#### [Job]
Rewrite the rows below with every "dividing" changed to "separating" and nothing else altered.
* begin *
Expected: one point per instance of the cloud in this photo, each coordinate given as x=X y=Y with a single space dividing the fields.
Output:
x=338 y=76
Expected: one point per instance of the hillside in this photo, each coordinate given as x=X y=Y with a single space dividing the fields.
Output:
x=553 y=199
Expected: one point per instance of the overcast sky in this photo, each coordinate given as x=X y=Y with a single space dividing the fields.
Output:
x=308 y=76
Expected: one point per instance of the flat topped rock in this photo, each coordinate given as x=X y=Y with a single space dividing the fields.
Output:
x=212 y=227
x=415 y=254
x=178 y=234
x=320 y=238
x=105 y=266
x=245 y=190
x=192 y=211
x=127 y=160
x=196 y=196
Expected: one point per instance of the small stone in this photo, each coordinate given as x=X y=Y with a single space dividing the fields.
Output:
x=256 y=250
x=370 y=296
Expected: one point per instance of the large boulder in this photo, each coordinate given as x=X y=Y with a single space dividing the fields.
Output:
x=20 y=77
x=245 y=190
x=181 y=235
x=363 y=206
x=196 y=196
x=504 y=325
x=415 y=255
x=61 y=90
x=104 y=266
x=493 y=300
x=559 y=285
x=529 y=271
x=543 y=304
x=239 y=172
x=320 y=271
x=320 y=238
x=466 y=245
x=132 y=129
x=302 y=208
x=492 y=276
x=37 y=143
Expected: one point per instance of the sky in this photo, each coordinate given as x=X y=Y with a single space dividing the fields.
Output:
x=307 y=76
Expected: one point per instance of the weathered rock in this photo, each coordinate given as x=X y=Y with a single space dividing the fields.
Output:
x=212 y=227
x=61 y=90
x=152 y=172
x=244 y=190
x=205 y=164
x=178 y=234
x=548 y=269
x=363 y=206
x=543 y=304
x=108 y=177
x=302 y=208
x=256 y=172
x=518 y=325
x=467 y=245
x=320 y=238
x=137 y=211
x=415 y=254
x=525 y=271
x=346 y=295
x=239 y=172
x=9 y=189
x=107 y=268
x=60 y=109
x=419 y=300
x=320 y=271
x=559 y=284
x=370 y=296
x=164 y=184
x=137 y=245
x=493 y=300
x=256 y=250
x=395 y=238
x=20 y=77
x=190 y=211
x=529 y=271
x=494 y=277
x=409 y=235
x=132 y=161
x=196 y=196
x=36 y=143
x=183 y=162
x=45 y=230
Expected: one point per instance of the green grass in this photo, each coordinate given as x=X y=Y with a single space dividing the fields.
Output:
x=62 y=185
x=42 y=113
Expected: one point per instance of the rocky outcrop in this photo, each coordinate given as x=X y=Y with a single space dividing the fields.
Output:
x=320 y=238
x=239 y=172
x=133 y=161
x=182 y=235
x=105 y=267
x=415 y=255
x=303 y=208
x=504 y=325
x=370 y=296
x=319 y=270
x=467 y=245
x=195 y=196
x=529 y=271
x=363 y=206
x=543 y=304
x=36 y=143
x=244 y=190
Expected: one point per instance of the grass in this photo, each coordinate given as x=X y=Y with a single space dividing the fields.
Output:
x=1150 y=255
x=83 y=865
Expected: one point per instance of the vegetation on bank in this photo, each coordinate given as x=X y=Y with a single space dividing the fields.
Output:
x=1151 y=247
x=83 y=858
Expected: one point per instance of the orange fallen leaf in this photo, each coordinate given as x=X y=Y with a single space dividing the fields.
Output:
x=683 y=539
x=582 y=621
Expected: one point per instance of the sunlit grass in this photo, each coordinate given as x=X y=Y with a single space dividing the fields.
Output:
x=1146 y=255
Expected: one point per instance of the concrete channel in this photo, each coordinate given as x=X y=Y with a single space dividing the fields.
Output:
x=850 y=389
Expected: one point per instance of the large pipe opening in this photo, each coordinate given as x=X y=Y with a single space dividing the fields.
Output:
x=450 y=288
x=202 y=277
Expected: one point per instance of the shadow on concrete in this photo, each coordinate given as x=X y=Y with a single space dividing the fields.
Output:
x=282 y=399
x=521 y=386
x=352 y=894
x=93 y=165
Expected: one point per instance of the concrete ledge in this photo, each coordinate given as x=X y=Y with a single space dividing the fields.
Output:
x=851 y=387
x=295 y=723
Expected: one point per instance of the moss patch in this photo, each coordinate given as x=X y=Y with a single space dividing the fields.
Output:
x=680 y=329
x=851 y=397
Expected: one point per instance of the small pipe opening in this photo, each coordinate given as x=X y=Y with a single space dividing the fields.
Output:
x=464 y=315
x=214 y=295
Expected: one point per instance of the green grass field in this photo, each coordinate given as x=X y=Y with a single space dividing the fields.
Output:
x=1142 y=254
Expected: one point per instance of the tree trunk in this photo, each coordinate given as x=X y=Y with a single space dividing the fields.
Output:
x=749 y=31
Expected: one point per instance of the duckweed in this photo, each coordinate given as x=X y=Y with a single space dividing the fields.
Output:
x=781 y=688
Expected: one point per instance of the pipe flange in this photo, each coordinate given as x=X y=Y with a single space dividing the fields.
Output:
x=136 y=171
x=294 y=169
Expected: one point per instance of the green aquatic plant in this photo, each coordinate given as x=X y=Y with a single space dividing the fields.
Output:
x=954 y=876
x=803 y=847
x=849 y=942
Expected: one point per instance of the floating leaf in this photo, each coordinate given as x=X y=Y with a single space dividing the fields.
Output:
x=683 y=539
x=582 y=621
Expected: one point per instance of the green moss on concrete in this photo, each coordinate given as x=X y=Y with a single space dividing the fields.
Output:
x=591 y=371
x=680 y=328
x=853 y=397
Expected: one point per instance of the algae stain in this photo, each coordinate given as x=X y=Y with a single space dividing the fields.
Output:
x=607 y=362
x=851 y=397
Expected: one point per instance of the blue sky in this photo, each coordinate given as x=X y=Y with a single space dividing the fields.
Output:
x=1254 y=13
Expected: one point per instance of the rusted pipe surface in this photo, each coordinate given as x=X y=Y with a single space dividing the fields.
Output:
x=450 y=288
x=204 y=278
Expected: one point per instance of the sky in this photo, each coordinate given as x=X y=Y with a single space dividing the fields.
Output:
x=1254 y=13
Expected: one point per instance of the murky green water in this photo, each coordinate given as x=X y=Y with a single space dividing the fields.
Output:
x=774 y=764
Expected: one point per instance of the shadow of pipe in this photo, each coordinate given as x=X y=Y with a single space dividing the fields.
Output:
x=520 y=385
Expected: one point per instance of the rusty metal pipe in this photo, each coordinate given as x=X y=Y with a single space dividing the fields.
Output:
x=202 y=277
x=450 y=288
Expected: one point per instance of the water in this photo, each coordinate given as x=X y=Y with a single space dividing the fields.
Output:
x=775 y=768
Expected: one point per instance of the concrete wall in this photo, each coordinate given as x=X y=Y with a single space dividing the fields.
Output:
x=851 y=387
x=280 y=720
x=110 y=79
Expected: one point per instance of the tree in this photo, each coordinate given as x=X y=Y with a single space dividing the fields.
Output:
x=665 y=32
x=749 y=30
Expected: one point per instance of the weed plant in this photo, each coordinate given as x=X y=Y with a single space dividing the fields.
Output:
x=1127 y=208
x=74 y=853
* end *
#### [Answer]
Expected: one point per instance of the cloud in this photo, each coordinate given as x=X y=Y with a single space separating the fields.
Output:
x=338 y=76
Expected: one point per instance of the hillside in this photo, each coordinate given as x=X y=Y with a single space separating the fields.
Output:
x=553 y=199
Expected: one point per instance of the overcast sky in this photo, each coordinate given as x=X y=Y with a single space separating the fields.
Output:
x=308 y=76
Expected: one point per instance of the flat topped rock in this photo, each coordinate given as x=X y=Y with a single space separating the fields.
Output:
x=212 y=227
x=415 y=254
x=178 y=234
x=320 y=238
x=105 y=266
x=245 y=190
x=192 y=211
x=127 y=160
x=196 y=196
Expected: one point per instance of the small stone in this photo, each coordinate given as x=X y=Y with a single space separating the fields.
Output:
x=256 y=250
x=370 y=296
Expected: one point per instance of the large boulder in this photo, each coordinate given as x=X y=Y with a single space separating the fields.
Output:
x=20 y=77
x=245 y=190
x=181 y=235
x=363 y=206
x=196 y=196
x=504 y=325
x=415 y=255
x=61 y=90
x=104 y=266
x=493 y=300
x=559 y=285
x=529 y=271
x=543 y=304
x=239 y=172
x=320 y=271
x=320 y=238
x=466 y=245
x=132 y=129
x=302 y=208
x=492 y=276
x=37 y=143
Expected: one point per instance of the sky in this photo, each coordinate given as x=X y=Y with a single space separating the fields.
Output:
x=307 y=76
Expected: one point per instance of the weathered rock in this photo, each coordinate given as x=X y=Y with a single space separating the fields.
Output:
x=212 y=227
x=61 y=90
x=152 y=172
x=244 y=190
x=205 y=164
x=178 y=234
x=548 y=269
x=363 y=206
x=543 y=304
x=108 y=177
x=302 y=208
x=256 y=172
x=518 y=325
x=467 y=245
x=320 y=238
x=137 y=211
x=415 y=254
x=525 y=271
x=346 y=295
x=239 y=172
x=9 y=189
x=107 y=268
x=60 y=109
x=419 y=300
x=320 y=271
x=559 y=284
x=370 y=296
x=164 y=184
x=137 y=245
x=493 y=300
x=256 y=250
x=395 y=238
x=20 y=77
x=190 y=211
x=529 y=271
x=494 y=277
x=409 y=235
x=132 y=161
x=196 y=196
x=36 y=143
x=183 y=162
x=45 y=230
Expected: one point per instance of the green grass in this photo, each coordinate given as x=X y=Y with a single space separating the fields.
Output:
x=62 y=185
x=42 y=113
Expected: one point per instance of the rocky outcrop in this photo, each coordinate given as x=X y=Y with a single space separating the fields.
Output:
x=320 y=238
x=239 y=172
x=133 y=161
x=182 y=235
x=105 y=267
x=415 y=255
x=303 y=208
x=504 y=325
x=370 y=296
x=319 y=270
x=467 y=245
x=195 y=196
x=529 y=271
x=363 y=206
x=543 y=304
x=36 y=143
x=244 y=190
Expected: one point per instance of the grass in this photo, each coordinate given as x=X y=Y with a single space separating the fields.
Output:
x=1150 y=255
x=83 y=865
Expected: one point per instance of the vegetation on bank in this photo, each coordinate given as x=X y=Y with a single space separating the fields.
Output:
x=1151 y=247
x=83 y=858
Expected: one point per instance of the orange fallen leaf in this photo, each coordinate given as x=X y=Y with a single space separating the fields.
Output:
x=683 y=539
x=582 y=621
Expected: one point per instance of the sunlit grass in this photo, each coordinate given as x=X y=Y with a single space separating the fields.
Output:
x=1146 y=255
Expected: one point per instance of the concrete channel in this photo, each coordinate given as x=X y=Y with a single space separating the fields.
Output:
x=850 y=389
Expected: one point per instance of the large pipe opening in this photo, each coordinate given as x=X y=Y with a single space separating the fields.
Output:
x=450 y=288
x=202 y=277
Expected: one point per instance of the shadow on concrete in this photo, each coordinate given as x=X y=Y with a single space separating the fields.
Output:
x=282 y=399
x=521 y=386
x=352 y=894
x=93 y=165
Expected: one point per instance of the concrete ledge in this photo, each coordinate given as x=X y=Y with a single space separating the fields.
Output:
x=851 y=387
x=295 y=723
Expected: one point per instance of the moss patch in this photo, each coordinate given as x=X y=Y with a single space separating the fields.
Output:
x=680 y=329
x=851 y=397
Expected: one point per instance of the small pipe opening in this photo, each coordinate given as x=X y=Y with a single space separating the fields.
Output:
x=464 y=315
x=214 y=295
Expected: one point per instance of the green grass field in this photo, each coordinate given as x=X y=Y with a single space separating the fields.
Output:
x=1142 y=254
Expected: one point per instance of the tree trunk in this photo, each coordinate given as x=X y=Y with a single space separating the fields.
Output:
x=749 y=31
Expected: one point per instance of the duckweed in this photo, each coordinate given as x=X y=Y with a single space separating the fields.
Output:
x=781 y=688
Expected: one point per instance of the pipe flange in this photo, each coordinate given as x=X y=Y with a single space separating the fields.
Output:
x=136 y=171
x=294 y=169
Expected: one point per instance of the green aquatic plant in this photo, each coordinate given as x=X y=Y with a single space separating the fields.
Output:
x=954 y=876
x=803 y=847
x=849 y=942
Expected: one point per instance of the floating leaf in this photo, each coordinate given as x=X y=Y with a single space separating the fields.
Output:
x=683 y=539
x=582 y=621
Expected: one point per instance of the green moss on concrete in this photo, each coordinate given as x=X y=Y with a single space separating the fields.
Output:
x=591 y=371
x=680 y=328
x=853 y=397
Expected: one point per instance of the algae stain in this photo, each coordinate given as x=X y=Y with a single space separating the fields.
Output:
x=607 y=362
x=851 y=397
Expected: one point per instance of the blue sky in this photo, each coordinate given as x=X y=Y with a single space separating the fields.
Output:
x=1254 y=13
Expected: one point per instance of the rusted pipe surface in this photo, each coordinate given as x=X y=Y with a single space separating the fields.
Output:
x=450 y=288
x=204 y=278
Expected: one point per instance of the sky in this photo, each coordinate given as x=X y=Y with a single space separating the fields.
Output:
x=1254 y=13
Expected: one point per instance of the murky green water in this photo, each coordinate given as x=X y=Y with a single space separating the fields.
Output:
x=774 y=764
Expected: one point per instance of the shadow of pipe in this photo, each coordinate given as x=X y=Y with a single space separating the fields.
Output:
x=520 y=385
Expected: one point per instance of the rusty metal pipe in this photo, each coordinate given as x=X y=Y with a single space separating the fields.
Output:
x=202 y=277
x=450 y=288
Expected: one point per instance of the water in this photo, each coordinate given as x=X y=Y with a single space separating the fields.
Output:
x=775 y=768
Expected: one point per instance of the concrete wall in this photo, each coordinate given as x=X y=Y with a single space separating the fields.
Output:
x=851 y=387
x=280 y=720
x=110 y=79
Expected: one point per instance of the tree in this photo, each coordinate given as x=X y=Y with a single space separating the fields.
Output:
x=665 y=32
x=749 y=30
Expected: one point per instance of the weed plant in this photo, each coordinate given as x=X y=Y with a single space separating the fields.
Output:
x=1127 y=208
x=74 y=853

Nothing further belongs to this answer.